▸ **Record extracts**:
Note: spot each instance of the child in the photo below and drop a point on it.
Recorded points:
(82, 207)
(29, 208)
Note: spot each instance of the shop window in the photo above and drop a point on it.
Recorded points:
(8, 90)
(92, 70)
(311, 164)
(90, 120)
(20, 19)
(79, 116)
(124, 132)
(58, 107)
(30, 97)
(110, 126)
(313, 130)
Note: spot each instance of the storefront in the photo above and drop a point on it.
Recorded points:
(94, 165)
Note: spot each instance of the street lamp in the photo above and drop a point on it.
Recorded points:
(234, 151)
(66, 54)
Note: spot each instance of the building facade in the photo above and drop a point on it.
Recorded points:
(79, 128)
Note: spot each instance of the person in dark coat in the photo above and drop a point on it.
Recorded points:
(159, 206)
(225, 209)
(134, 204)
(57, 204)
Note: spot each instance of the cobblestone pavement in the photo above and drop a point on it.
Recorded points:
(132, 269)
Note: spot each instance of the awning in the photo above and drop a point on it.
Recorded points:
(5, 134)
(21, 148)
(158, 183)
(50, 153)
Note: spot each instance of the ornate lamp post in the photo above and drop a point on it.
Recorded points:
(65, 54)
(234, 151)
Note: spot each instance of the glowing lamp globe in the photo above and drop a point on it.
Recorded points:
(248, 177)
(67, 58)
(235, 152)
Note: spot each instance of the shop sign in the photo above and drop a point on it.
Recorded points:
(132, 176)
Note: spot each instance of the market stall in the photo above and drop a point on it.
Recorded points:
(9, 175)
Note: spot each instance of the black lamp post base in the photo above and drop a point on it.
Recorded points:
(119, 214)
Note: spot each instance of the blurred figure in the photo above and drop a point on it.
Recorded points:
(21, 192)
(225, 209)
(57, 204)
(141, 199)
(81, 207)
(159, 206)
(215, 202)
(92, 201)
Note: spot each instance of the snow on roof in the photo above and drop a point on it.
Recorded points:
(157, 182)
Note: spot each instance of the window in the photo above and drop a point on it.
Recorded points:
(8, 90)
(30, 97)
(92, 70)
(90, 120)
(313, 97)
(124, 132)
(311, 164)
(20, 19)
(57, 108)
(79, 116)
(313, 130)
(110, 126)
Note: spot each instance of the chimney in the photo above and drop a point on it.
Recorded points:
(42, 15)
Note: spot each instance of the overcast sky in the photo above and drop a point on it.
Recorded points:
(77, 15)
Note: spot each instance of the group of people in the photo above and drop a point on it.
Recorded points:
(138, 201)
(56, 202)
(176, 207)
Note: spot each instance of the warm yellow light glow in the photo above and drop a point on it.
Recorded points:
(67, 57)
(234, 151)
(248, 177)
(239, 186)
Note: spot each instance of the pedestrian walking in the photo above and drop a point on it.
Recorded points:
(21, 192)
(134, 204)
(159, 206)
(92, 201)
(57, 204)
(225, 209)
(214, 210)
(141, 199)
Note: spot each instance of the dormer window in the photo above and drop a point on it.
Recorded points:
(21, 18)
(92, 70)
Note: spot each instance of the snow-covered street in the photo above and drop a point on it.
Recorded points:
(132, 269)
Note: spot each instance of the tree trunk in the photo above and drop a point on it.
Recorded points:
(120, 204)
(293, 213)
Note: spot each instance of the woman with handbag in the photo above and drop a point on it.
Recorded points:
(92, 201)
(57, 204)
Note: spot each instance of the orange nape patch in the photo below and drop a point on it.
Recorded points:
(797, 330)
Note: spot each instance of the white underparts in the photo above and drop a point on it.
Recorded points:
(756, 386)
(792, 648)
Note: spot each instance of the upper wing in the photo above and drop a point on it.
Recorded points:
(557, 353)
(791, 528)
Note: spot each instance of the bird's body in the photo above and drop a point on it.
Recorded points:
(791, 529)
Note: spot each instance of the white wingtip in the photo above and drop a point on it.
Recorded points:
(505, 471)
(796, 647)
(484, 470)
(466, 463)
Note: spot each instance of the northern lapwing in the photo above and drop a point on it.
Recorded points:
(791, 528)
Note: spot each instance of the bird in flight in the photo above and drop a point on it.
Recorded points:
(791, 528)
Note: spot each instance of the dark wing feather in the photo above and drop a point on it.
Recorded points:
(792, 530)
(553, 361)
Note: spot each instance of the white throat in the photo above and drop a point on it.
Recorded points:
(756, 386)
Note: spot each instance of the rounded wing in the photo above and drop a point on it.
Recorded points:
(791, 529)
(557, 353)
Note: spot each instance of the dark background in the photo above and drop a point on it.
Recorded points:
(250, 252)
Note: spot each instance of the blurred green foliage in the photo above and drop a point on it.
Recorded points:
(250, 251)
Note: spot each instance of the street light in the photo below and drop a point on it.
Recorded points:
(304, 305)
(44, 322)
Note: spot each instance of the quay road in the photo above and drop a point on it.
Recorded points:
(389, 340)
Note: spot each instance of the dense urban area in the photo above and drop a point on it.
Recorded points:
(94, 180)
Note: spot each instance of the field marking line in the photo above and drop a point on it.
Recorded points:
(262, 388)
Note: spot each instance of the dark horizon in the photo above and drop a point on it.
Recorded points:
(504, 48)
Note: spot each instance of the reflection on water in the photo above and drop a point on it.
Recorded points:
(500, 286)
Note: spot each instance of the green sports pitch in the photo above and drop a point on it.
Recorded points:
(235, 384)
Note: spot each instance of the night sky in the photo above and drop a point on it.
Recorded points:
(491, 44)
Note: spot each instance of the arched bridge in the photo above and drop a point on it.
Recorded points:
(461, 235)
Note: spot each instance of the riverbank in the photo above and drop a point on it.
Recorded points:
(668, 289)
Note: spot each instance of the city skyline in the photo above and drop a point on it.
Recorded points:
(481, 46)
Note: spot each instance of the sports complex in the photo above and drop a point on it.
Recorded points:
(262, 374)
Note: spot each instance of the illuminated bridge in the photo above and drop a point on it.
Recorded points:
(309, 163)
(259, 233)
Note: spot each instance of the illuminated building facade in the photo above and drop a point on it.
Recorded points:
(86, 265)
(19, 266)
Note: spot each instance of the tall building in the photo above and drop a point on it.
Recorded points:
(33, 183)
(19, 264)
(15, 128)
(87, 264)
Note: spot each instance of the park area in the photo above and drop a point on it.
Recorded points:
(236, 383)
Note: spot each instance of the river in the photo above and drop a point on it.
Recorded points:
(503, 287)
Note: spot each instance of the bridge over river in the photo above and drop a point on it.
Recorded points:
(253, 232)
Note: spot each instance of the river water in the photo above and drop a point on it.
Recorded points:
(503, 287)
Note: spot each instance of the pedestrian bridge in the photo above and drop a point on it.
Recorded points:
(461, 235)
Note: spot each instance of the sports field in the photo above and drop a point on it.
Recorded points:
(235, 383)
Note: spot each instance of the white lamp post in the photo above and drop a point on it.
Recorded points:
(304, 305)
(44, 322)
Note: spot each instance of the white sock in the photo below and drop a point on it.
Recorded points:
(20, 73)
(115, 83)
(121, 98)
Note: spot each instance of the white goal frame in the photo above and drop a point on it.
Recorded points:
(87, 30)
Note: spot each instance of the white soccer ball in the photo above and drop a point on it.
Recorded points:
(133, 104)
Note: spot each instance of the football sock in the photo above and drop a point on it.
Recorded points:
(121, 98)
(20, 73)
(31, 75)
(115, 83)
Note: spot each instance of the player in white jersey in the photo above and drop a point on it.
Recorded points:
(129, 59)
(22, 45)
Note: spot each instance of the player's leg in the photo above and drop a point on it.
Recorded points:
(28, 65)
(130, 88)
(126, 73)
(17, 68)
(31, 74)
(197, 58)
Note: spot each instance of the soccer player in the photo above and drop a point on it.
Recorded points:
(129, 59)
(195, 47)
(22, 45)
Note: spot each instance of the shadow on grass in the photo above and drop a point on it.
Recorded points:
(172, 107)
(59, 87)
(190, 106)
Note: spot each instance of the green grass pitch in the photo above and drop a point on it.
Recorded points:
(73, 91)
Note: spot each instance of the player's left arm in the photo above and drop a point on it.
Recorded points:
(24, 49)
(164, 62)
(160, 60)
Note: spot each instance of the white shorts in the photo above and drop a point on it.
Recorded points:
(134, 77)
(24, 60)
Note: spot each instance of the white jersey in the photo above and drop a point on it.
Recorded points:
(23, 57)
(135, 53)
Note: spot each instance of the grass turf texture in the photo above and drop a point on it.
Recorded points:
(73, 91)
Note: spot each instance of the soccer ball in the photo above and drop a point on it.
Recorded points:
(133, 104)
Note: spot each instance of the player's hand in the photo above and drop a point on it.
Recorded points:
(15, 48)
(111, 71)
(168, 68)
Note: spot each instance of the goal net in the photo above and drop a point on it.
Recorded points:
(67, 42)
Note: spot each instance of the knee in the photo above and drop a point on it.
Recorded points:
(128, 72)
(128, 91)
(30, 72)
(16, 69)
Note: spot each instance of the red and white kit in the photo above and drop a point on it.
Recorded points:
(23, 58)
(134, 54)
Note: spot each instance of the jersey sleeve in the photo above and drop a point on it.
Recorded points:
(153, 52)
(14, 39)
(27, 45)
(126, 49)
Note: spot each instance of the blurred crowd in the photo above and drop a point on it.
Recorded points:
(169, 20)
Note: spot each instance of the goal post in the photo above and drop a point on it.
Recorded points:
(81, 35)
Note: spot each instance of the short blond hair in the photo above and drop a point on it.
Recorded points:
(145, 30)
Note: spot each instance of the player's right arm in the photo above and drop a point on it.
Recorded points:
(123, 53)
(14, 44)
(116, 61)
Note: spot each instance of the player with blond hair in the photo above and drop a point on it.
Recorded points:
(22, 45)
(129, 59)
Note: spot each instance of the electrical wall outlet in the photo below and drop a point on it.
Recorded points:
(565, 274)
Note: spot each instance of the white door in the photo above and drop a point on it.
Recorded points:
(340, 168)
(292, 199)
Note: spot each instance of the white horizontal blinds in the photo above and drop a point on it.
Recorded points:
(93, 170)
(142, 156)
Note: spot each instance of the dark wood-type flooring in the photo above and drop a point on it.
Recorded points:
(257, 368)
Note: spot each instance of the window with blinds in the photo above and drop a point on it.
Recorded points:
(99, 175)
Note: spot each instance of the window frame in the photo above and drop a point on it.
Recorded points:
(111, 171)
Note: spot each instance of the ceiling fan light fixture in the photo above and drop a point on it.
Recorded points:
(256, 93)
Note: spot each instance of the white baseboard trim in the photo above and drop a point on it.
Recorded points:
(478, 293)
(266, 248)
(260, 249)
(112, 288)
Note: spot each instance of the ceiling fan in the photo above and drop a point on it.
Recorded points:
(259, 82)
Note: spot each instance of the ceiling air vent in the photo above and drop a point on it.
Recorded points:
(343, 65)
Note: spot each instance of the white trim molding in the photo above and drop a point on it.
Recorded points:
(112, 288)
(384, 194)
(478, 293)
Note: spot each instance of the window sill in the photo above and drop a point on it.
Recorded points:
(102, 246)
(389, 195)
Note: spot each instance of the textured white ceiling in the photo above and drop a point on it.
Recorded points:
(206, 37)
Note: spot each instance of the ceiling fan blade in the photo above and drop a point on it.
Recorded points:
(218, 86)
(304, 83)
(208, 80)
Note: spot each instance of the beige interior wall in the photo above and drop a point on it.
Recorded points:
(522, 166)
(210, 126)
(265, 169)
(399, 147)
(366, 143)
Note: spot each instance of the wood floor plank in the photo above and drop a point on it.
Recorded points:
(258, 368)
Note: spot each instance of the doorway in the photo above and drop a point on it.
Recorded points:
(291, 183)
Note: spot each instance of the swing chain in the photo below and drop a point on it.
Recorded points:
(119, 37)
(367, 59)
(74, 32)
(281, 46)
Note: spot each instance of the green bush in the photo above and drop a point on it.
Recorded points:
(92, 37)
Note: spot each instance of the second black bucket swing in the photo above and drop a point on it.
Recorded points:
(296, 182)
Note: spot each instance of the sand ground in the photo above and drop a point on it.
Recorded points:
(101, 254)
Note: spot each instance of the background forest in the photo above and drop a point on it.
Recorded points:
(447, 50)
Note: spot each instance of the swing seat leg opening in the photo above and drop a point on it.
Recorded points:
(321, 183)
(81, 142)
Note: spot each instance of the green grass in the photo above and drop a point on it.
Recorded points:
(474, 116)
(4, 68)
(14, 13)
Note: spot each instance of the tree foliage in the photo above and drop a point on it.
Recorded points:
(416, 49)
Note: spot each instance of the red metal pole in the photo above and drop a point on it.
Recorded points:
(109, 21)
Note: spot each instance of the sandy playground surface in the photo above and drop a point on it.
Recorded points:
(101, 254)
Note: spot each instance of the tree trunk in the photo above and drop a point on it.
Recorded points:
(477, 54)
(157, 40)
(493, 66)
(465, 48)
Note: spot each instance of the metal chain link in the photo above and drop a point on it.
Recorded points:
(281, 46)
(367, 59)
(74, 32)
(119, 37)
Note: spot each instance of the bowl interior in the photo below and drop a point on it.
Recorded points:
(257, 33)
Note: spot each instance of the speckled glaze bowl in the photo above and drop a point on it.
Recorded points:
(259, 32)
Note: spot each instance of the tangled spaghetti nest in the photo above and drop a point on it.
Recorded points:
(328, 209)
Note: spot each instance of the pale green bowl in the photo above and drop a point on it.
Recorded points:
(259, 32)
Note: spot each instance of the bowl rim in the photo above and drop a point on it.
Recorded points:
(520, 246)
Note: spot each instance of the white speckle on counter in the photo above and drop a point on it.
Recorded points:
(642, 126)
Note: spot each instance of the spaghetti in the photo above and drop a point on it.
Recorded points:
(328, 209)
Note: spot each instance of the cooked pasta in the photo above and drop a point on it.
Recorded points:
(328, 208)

▸ **What to work on**: Beginning at the first line of the records, give again each line exactly as written, ending with the line that contains "Note: spot each instance of the street lamp".

▸ **Answer to this task**:
Note: spot each instance of the child in the photo below and drop a point on it.
Recorded points:
(82, 207)
(29, 208)
Note: spot each instance of the shop window in the photo above and drop a point on it.
Recorded points:
(8, 90)
(92, 70)
(311, 164)
(90, 120)
(20, 19)
(79, 116)
(124, 132)
(58, 107)
(30, 97)
(110, 126)
(313, 130)
Note: spot each instance of the storefront in the photo above and drop a point on it.
Recorded points:
(94, 165)
Note: spot each instance of the street lamp in the photo above and drop a point on it.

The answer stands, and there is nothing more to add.